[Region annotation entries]
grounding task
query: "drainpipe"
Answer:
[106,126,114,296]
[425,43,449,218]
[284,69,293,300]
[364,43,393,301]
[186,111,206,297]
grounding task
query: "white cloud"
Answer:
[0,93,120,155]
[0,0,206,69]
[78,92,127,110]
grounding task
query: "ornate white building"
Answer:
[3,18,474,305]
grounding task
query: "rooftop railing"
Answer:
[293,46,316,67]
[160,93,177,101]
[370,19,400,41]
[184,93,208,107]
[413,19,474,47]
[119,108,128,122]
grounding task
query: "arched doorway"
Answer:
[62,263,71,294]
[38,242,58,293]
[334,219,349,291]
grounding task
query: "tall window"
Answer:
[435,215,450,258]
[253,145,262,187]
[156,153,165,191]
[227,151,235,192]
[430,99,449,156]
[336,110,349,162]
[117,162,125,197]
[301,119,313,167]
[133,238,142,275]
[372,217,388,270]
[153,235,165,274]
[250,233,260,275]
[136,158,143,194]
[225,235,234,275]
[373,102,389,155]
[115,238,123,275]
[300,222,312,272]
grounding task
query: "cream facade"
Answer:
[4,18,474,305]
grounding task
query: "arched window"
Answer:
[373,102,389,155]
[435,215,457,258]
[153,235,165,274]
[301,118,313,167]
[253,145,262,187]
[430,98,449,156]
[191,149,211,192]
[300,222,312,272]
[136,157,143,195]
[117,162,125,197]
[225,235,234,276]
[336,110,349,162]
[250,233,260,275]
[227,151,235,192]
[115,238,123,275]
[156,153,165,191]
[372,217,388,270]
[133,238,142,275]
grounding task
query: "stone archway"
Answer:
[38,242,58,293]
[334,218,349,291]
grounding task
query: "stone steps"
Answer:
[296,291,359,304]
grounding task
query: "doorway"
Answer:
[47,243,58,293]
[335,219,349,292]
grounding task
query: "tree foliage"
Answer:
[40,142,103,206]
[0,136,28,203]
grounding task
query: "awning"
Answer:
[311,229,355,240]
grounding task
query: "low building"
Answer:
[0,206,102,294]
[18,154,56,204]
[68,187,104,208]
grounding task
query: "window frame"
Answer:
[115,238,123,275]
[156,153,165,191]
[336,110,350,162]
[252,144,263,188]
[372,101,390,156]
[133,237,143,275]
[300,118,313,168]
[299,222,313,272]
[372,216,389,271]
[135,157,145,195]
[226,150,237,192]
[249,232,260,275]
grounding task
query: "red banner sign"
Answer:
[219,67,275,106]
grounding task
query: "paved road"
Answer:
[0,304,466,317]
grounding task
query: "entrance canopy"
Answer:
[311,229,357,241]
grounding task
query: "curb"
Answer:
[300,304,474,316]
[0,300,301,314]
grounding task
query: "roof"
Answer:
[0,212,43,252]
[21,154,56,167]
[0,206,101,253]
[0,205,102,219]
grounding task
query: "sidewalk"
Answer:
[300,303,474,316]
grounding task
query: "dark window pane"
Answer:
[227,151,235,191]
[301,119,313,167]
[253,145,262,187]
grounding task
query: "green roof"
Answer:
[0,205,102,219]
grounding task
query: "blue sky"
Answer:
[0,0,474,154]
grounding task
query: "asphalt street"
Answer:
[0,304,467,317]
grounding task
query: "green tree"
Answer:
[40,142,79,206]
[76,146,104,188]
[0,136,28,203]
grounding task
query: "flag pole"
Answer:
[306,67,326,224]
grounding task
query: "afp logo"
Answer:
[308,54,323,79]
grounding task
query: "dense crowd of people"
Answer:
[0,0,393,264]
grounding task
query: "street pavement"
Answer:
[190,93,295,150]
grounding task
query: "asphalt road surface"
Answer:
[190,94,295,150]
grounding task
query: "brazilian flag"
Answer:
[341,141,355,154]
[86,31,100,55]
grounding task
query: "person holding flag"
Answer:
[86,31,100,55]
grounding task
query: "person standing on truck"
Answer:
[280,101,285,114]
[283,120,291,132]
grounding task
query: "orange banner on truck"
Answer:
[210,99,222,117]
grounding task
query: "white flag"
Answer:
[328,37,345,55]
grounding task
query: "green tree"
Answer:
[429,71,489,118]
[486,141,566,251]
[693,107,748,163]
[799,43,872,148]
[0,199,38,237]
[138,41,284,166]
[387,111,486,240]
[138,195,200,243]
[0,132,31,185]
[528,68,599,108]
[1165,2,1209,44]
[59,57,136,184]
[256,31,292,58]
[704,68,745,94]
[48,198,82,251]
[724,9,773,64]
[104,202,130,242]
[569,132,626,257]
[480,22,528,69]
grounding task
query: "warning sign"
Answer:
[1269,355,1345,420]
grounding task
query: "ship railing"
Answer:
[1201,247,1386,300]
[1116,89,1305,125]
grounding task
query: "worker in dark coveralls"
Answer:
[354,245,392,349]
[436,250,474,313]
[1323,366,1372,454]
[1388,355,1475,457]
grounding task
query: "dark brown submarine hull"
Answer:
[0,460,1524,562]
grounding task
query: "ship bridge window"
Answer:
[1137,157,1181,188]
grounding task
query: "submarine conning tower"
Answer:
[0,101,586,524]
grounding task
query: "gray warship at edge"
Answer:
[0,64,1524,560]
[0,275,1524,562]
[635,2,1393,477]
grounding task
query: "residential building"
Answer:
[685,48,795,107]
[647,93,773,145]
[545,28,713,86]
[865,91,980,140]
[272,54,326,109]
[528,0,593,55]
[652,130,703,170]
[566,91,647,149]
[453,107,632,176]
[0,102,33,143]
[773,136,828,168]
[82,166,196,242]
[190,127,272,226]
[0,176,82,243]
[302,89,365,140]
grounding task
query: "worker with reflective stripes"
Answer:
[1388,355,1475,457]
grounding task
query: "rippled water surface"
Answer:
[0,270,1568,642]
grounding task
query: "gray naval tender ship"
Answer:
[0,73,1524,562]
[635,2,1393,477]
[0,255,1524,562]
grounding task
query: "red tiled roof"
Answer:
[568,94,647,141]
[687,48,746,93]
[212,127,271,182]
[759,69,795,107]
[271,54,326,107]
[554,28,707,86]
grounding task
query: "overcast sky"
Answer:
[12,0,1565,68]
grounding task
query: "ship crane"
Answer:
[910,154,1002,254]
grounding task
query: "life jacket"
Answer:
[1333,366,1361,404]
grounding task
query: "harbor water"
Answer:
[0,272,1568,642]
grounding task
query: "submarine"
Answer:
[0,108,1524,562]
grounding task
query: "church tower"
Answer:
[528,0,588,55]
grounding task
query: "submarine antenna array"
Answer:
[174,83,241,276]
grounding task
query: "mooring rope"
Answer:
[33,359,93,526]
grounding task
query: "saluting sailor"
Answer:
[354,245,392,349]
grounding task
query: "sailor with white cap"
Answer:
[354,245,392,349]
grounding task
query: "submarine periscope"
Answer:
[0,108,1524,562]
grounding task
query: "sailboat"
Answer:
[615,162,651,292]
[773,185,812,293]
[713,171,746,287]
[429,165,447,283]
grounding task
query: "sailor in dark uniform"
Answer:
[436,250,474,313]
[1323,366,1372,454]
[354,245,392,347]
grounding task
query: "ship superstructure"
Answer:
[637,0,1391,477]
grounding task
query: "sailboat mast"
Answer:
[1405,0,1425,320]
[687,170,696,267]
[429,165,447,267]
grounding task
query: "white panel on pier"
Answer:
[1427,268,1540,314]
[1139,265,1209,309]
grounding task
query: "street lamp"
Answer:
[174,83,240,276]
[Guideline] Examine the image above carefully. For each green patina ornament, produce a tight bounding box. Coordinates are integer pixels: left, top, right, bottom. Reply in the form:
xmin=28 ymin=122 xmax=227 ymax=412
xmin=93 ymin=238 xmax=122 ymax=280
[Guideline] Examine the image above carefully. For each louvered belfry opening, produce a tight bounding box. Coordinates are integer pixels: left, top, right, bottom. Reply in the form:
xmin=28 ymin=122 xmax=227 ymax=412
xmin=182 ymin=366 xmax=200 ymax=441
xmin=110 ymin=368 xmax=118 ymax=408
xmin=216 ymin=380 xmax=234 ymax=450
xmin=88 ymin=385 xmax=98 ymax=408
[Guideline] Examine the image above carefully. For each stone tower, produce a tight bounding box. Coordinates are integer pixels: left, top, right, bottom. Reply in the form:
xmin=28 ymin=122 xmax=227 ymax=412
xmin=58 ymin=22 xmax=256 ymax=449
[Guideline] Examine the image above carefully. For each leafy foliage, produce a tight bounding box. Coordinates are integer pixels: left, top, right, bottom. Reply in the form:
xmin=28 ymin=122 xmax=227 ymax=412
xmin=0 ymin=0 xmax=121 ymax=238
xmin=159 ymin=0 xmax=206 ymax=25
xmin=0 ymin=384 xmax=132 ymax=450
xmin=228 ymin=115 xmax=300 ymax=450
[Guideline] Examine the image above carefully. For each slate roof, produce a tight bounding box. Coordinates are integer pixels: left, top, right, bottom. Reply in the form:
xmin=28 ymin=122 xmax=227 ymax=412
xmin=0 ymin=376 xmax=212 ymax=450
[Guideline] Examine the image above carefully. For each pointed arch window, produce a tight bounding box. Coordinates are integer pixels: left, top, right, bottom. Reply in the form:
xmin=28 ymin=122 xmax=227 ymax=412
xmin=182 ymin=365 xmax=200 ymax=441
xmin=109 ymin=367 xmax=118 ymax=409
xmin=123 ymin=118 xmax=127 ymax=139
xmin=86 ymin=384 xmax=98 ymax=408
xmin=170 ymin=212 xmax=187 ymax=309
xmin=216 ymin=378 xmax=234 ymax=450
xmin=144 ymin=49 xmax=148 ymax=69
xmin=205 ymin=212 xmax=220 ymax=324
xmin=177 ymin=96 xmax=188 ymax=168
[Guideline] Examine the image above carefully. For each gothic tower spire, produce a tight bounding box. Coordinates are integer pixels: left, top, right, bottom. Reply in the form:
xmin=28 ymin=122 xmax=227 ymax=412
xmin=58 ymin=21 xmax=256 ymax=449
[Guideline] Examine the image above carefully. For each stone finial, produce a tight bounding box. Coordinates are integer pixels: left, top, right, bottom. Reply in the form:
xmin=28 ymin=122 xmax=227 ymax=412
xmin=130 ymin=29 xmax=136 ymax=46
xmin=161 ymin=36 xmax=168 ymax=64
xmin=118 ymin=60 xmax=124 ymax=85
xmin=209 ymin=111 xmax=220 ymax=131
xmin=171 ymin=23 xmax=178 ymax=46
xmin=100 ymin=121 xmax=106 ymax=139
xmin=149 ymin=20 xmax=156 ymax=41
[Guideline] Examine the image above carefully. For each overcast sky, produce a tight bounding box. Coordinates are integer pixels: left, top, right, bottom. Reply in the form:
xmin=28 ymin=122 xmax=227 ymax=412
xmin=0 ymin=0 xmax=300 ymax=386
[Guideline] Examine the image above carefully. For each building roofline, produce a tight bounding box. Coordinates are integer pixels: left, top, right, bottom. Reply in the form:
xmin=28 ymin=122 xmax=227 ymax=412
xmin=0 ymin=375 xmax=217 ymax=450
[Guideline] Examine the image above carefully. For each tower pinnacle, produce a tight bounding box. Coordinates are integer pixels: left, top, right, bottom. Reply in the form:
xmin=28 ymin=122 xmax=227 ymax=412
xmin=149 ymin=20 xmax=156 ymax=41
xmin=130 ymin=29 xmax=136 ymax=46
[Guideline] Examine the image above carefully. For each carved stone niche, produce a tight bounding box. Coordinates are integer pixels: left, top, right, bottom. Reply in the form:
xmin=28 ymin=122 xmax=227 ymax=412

» **Directions for this task**: Count how many lines of the entries above contain the string "carefully". Reply with the count alone.

» **Finished task**: 12